#### [Consignes]
1) Pour chaque affirmation ci-après, indiquez par oui ou par non si elle concorde avec le commentaire d’« Harmonie du soir » et citez mot pour mot le passage du commentaire qui permet de trancher.
(a) Le poème se compose de quatre quatrains d’alexandrins.
(b) Le poème appartient à la section « Tableaux parisiens ».
(c) Dans le pantoum, les vers 1 et 3 de chaque strophe sont repris comme vers 2 et 4 de la strophe suivante.
2) Veuillez donner la suite du commentaire d’« Harmonie du soir », en partant de sa dernière phrase.

Texte 16, Harmonie du soir
Introduction:
Le poème 47 des FDM appartient à la section « Spleen et Idéal » et s’inscrit à la fin d’un cycle de poèmes consacrés à Mme Sabatier, une maîtresse de Baudelaire à laquelle il envoya un exemplaire du recueil accompagné d’une lettre «Tous les vers compris entre la page 84 et la page 105 vous
appartiennent». Le poème se rapproche de la forme fixe du pantoum qui se caractérise principalement par une reprise de vers : les vers 2 et 4 de chaque strophe sont repris comme vers 1 et 3 de la strophe suivante. Il déploie ainsi une forte musicalité et une harmonie que l’on retrouve
dès le titre : « Harmonie du soir ». Dans ce poème constitué de 4 quatrains d’alexandrins, Baudelaire, alors que le soleil se couche évoque son spleen croissant qui, à la fin du poème, se transforme en une extase mystique. LECTURE Nous chercherons à comprendre comment la
structure particulière du poème et les correspondances qui y sont établies permettent de transformer le spleen. Pour cela, nous procéderons à une analyse linéaire qui suivra les 4 mouvements du poème correspondants aux 4 strophes : l’atmosphère enivrante mais triste du soir devient dans la strophe 2 plus mélancolique ; la strophe 3 partage une atmosphère angoissante tandis que dans la strophe 4 les ténèbres sont dissipées par une lumière intérieure.

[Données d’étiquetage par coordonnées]

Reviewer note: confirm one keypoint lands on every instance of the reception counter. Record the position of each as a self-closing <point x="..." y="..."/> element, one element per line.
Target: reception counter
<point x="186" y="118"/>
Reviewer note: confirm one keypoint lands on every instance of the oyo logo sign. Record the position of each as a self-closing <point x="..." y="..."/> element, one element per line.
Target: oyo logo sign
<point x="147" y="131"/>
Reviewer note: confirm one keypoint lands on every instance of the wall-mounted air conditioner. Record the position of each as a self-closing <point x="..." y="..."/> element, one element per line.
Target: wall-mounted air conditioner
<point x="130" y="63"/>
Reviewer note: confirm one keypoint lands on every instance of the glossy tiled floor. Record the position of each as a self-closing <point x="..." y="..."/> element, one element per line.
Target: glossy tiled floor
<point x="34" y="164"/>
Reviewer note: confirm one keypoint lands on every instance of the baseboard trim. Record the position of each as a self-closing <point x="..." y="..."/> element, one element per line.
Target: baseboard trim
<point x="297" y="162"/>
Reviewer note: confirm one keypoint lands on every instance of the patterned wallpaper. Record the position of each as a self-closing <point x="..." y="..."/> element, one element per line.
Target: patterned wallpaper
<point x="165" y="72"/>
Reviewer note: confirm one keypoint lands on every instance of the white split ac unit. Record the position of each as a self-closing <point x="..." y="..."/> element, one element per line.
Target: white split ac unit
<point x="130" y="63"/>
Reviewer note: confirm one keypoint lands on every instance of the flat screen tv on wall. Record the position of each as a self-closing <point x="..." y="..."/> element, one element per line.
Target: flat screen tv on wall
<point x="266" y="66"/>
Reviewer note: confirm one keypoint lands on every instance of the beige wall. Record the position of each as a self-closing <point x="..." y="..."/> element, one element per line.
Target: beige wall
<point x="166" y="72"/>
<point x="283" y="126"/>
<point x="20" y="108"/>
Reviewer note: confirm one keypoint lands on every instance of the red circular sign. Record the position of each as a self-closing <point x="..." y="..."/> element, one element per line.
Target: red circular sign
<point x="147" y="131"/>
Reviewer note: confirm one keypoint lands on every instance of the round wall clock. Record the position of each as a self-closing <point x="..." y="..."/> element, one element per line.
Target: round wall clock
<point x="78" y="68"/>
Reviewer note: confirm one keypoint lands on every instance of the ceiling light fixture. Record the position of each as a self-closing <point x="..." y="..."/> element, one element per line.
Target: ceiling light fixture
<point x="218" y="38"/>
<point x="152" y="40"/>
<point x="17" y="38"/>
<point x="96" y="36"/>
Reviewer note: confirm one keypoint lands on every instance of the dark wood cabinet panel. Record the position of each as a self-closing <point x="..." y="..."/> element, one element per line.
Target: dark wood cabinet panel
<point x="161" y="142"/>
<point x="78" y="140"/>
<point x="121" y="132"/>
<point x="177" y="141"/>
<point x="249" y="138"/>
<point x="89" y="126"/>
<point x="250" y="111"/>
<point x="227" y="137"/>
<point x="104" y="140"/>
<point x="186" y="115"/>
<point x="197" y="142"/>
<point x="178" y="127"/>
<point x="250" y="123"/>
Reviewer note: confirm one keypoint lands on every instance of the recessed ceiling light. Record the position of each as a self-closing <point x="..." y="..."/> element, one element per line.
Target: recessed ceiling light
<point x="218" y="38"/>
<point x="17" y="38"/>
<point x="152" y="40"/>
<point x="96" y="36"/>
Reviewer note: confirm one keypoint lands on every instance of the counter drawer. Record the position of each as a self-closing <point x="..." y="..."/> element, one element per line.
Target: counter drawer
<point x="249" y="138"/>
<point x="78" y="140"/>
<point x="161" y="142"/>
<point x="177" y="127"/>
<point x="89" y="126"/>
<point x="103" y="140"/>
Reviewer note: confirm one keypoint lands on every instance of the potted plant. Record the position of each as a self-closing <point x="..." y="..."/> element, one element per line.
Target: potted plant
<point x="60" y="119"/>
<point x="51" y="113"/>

#### [Corrigé]
1)
(a) Oui : « constitué de 4 quatrains d’alexandrins ».
(b) Non : « appartient à la section « Spleen et Idéal » ».
(c) Non : « les vers 2 et 4 de chaque strophe sont repris comme vers 1 et 3 de la strophe suivante ».

2)
I. À partir des motifs de la fleur et de la valse, la première strophe évoque l'atmosphère du soir faite d'ivresse mais aussi de tristesse.
Tout d’abord le vers 1 s’ouvre sur une formule solennelle Voici venir les temps où que l’on retrouve fréquemment dans la Bible. Elle annonce que va arriver un moment privilégié et attendu par le poète, peut être un moment sacré ou un moment de grâce, comme le suggère le mot à la rime du vers 2 encensoir qui renvoie au lexique religieux. Ce premier vers inaugure également un mouvement qui parcourt tout le premier quatrain : à l’aide
verbes : venir, vibrant, s’évapore, tournent et puis par deux noms dans le vers 4 : valse et vertige. L’allitération en v contribue également à suggérer ce mouvement qui commence par une vibration puis se renforce dans le tournoiement de la valse. Les assonances en i et an qui alternent dans le vers 1 introduisent également un rythme binaire qui scande le vers. Le terme de tige introduit le CL de la nature qui se développe dans le vers suivant et précise le moment annoncé par le titre : le soir.
Le vers 2 entame un jeu de correspondances:
- entre les différents sens selon le principe de la synesthésie En effet aux sens de la vue (tige) et de l’ouïe (vibrant) amorcés dans le vers 1, se mêle le sens de l’odorat puisque le vers établit une comparaison entre le parfum exhalé par les fleurs, le soir, et le parfum de l’encens diffusé dans une église. Le mouvement de balancement du vers 1 se poursuit avec l’objet de l’encensoir.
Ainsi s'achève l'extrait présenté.